▶ Task objective
Repeat the entries in full. Each line must match exactly.

▶ Provided entries
- Opening Delimiter -
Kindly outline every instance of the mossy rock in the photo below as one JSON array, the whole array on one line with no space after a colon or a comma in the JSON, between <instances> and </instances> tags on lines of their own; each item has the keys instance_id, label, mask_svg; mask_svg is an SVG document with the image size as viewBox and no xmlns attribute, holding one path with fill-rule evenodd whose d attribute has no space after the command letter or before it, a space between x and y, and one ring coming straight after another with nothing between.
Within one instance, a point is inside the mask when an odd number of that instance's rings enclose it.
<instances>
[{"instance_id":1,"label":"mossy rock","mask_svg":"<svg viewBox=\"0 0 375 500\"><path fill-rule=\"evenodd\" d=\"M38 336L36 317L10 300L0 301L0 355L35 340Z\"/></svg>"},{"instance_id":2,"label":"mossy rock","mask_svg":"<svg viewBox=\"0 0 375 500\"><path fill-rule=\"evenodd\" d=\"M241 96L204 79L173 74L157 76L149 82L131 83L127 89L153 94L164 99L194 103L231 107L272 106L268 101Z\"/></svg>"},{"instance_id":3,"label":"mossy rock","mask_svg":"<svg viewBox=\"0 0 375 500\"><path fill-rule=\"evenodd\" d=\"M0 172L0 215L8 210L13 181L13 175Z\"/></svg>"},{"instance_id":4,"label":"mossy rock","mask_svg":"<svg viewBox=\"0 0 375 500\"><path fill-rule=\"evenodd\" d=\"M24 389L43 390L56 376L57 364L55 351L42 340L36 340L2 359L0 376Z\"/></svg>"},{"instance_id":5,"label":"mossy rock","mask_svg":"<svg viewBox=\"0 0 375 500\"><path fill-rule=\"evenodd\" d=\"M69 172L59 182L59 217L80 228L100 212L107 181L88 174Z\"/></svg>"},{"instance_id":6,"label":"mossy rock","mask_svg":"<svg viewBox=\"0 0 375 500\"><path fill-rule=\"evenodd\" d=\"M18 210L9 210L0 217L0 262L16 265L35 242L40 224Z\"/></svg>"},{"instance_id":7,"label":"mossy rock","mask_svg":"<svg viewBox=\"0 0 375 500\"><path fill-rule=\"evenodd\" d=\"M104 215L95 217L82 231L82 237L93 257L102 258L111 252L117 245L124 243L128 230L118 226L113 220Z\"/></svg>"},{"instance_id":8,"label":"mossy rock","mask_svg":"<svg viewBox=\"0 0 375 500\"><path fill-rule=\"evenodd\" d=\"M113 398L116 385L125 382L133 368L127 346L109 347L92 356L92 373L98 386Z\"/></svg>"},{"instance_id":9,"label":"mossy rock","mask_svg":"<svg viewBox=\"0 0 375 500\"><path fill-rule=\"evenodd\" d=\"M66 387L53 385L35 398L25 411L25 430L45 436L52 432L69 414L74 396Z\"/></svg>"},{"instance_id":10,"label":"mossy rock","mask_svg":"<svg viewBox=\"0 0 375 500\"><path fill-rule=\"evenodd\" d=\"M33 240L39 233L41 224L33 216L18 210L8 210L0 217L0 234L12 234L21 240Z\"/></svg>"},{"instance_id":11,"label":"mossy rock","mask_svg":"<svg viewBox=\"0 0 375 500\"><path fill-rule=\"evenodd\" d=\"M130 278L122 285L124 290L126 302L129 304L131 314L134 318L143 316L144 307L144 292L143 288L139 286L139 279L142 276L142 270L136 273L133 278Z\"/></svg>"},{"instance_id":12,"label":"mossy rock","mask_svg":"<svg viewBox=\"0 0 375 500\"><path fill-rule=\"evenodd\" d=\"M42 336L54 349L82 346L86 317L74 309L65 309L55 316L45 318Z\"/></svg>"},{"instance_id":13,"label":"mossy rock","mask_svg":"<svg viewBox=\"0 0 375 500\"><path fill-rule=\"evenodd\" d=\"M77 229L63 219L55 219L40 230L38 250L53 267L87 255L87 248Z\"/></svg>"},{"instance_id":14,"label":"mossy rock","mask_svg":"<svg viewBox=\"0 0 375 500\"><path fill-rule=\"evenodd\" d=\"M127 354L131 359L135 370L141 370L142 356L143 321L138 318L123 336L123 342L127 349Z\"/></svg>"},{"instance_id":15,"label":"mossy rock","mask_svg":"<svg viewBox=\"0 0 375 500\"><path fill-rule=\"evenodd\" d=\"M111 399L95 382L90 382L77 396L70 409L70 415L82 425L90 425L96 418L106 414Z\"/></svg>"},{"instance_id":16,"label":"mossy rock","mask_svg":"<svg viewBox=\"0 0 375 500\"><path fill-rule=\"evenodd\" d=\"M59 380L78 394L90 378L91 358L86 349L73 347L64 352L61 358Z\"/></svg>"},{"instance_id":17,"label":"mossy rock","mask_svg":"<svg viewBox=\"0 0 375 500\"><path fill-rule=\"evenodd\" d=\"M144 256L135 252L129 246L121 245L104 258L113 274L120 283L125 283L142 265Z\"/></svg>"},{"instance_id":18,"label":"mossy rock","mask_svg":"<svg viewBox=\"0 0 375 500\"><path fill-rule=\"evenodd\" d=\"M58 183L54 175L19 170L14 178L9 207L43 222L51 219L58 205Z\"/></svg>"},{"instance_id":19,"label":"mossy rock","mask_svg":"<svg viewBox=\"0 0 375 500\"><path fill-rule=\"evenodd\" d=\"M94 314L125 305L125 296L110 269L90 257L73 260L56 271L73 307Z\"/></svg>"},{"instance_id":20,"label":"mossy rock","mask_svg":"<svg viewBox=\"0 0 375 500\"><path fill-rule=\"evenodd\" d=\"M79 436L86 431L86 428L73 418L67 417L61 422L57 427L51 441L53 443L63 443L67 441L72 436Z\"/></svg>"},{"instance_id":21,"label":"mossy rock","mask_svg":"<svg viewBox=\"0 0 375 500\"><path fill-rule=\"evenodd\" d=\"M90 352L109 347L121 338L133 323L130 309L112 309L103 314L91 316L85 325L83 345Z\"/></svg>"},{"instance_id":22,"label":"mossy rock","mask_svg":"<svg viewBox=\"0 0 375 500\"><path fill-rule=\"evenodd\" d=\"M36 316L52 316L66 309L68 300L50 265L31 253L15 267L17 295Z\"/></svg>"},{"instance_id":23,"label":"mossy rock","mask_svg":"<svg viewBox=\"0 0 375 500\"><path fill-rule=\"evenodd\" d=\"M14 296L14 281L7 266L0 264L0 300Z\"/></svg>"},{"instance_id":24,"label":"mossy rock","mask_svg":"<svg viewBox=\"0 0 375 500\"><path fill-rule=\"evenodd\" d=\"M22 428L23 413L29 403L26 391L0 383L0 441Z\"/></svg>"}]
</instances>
- Closing Delimiter -
▶ Written response
Kindly outline every instance of the mossy rock in the photo below as one JSON array, the whole array on one line with no space after a colon or a comma in the JSON, between <instances> and </instances> tags on lines of their own; each item has the keys instance_id, label, mask_svg; mask_svg is an SVG document with the image size as viewBox and no xmlns attribute, holding one path with fill-rule evenodd whose d attribute has no space after the command letter or before it, a space between x and y, and one ring coming straight after another with nothing between.
Within one instance, a point is inside the mask when an odd number of that instance's rings enclose it.
<instances>
[{"instance_id":1,"label":"mossy rock","mask_svg":"<svg viewBox=\"0 0 375 500\"><path fill-rule=\"evenodd\" d=\"M38 336L36 317L10 300L0 301L0 355L35 340Z\"/></svg>"},{"instance_id":2,"label":"mossy rock","mask_svg":"<svg viewBox=\"0 0 375 500\"><path fill-rule=\"evenodd\" d=\"M241 96L204 79L173 74L157 76L149 82L131 83L127 89L153 94L164 99L194 103L231 107L272 106L268 101Z\"/></svg>"},{"instance_id":3,"label":"mossy rock","mask_svg":"<svg viewBox=\"0 0 375 500\"><path fill-rule=\"evenodd\" d=\"M0 172L0 215L8 210L13 181L13 175Z\"/></svg>"},{"instance_id":4,"label":"mossy rock","mask_svg":"<svg viewBox=\"0 0 375 500\"><path fill-rule=\"evenodd\" d=\"M24 389L43 390L56 376L57 364L55 351L42 340L36 340L2 359L0 376Z\"/></svg>"},{"instance_id":5,"label":"mossy rock","mask_svg":"<svg viewBox=\"0 0 375 500\"><path fill-rule=\"evenodd\" d=\"M69 172L59 182L59 217L80 228L100 212L107 181L88 174Z\"/></svg>"},{"instance_id":6,"label":"mossy rock","mask_svg":"<svg viewBox=\"0 0 375 500\"><path fill-rule=\"evenodd\" d=\"M18 210L9 210L0 217L0 262L16 265L35 242L40 224Z\"/></svg>"},{"instance_id":7,"label":"mossy rock","mask_svg":"<svg viewBox=\"0 0 375 500\"><path fill-rule=\"evenodd\" d=\"M104 215L95 217L82 231L82 237L93 257L102 258L111 252L117 245L124 243L128 230L118 226L113 220Z\"/></svg>"},{"instance_id":8,"label":"mossy rock","mask_svg":"<svg viewBox=\"0 0 375 500\"><path fill-rule=\"evenodd\" d=\"M113 398L116 385L125 382L133 368L127 346L109 347L92 356L92 373L98 386Z\"/></svg>"},{"instance_id":9,"label":"mossy rock","mask_svg":"<svg viewBox=\"0 0 375 500\"><path fill-rule=\"evenodd\" d=\"M66 387L53 385L35 398L25 411L25 430L45 436L52 432L69 414L74 396Z\"/></svg>"},{"instance_id":10,"label":"mossy rock","mask_svg":"<svg viewBox=\"0 0 375 500\"><path fill-rule=\"evenodd\" d=\"M33 240L39 233L41 224L33 216L18 210L8 210L0 217L0 234L12 234L21 240Z\"/></svg>"},{"instance_id":11,"label":"mossy rock","mask_svg":"<svg viewBox=\"0 0 375 500\"><path fill-rule=\"evenodd\" d=\"M130 278L122 285L124 290L126 302L129 304L131 314L134 318L143 316L144 307L144 292L143 288L139 286L139 279L142 276L142 270L136 273L133 278Z\"/></svg>"},{"instance_id":12,"label":"mossy rock","mask_svg":"<svg viewBox=\"0 0 375 500\"><path fill-rule=\"evenodd\" d=\"M42 336L54 349L82 346L86 317L74 309L65 309L55 316L45 318Z\"/></svg>"},{"instance_id":13,"label":"mossy rock","mask_svg":"<svg viewBox=\"0 0 375 500\"><path fill-rule=\"evenodd\" d=\"M77 229L63 219L55 219L40 230L38 250L53 267L87 255L87 248Z\"/></svg>"},{"instance_id":14,"label":"mossy rock","mask_svg":"<svg viewBox=\"0 0 375 500\"><path fill-rule=\"evenodd\" d=\"M127 354L131 359L135 370L141 370L142 356L143 321L138 318L123 336L123 342L127 349Z\"/></svg>"},{"instance_id":15,"label":"mossy rock","mask_svg":"<svg viewBox=\"0 0 375 500\"><path fill-rule=\"evenodd\" d=\"M111 399L95 382L90 382L77 396L70 409L70 415L82 425L90 425L96 418L106 414Z\"/></svg>"},{"instance_id":16,"label":"mossy rock","mask_svg":"<svg viewBox=\"0 0 375 500\"><path fill-rule=\"evenodd\" d=\"M59 380L78 394L90 378L91 358L86 349L73 347L64 352L61 358Z\"/></svg>"},{"instance_id":17,"label":"mossy rock","mask_svg":"<svg viewBox=\"0 0 375 500\"><path fill-rule=\"evenodd\" d=\"M144 256L135 252L129 246L121 245L104 258L113 274L120 283L125 283L142 265Z\"/></svg>"},{"instance_id":18,"label":"mossy rock","mask_svg":"<svg viewBox=\"0 0 375 500\"><path fill-rule=\"evenodd\" d=\"M58 183L54 175L19 170L14 178L9 207L43 222L51 219L58 205Z\"/></svg>"},{"instance_id":19,"label":"mossy rock","mask_svg":"<svg viewBox=\"0 0 375 500\"><path fill-rule=\"evenodd\" d=\"M94 314L125 305L125 296L110 269L90 257L73 260L56 271L73 307Z\"/></svg>"},{"instance_id":20,"label":"mossy rock","mask_svg":"<svg viewBox=\"0 0 375 500\"><path fill-rule=\"evenodd\" d=\"M79 436L86 431L86 428L73 418L67 417L61 422L57 427L51 441L53 443L63 443L67 441L72 436Z\"/></svg>"},{"instance_id":21,"label":"mossy rock","mask_svg":"<svg viewBox=\"0 0 375 500\"><path fill-rule=\"evenodd\" d=\"M90 352L109 347L121 338L133 323L130 309L112 309L103 314L91 316L85 325L83 345Z\"/></svg>"},{"instance_id":22,"label":"mossy rock","mask_svg":"<svg viewBox=\"0 0 375 500\"><path fill-rule=\"evenodd\" d=\"M36 316L52 316L66 309L68 300L50 265L31 253L15 267L17 295Z\"/></svg>"},{"instance_id":23,"label":"mossy rock","mask_svg":"<svg viewBox=\"0 0 375 500\"><path fill-rule=\"evenodd\" d=\"M14 296L14 281L7 266L0 264L0 300Z\"/></svg>"},{"instance_id":24,"label":"mossy rock","mask_svg":"<svg viewBox=\"0 0 375 500\"><path fill-rule=\"evenodd\" d=\"M22 428L23 413L29 403L26 391L0 383L0 441Z\"/></svg>"}]
</instances>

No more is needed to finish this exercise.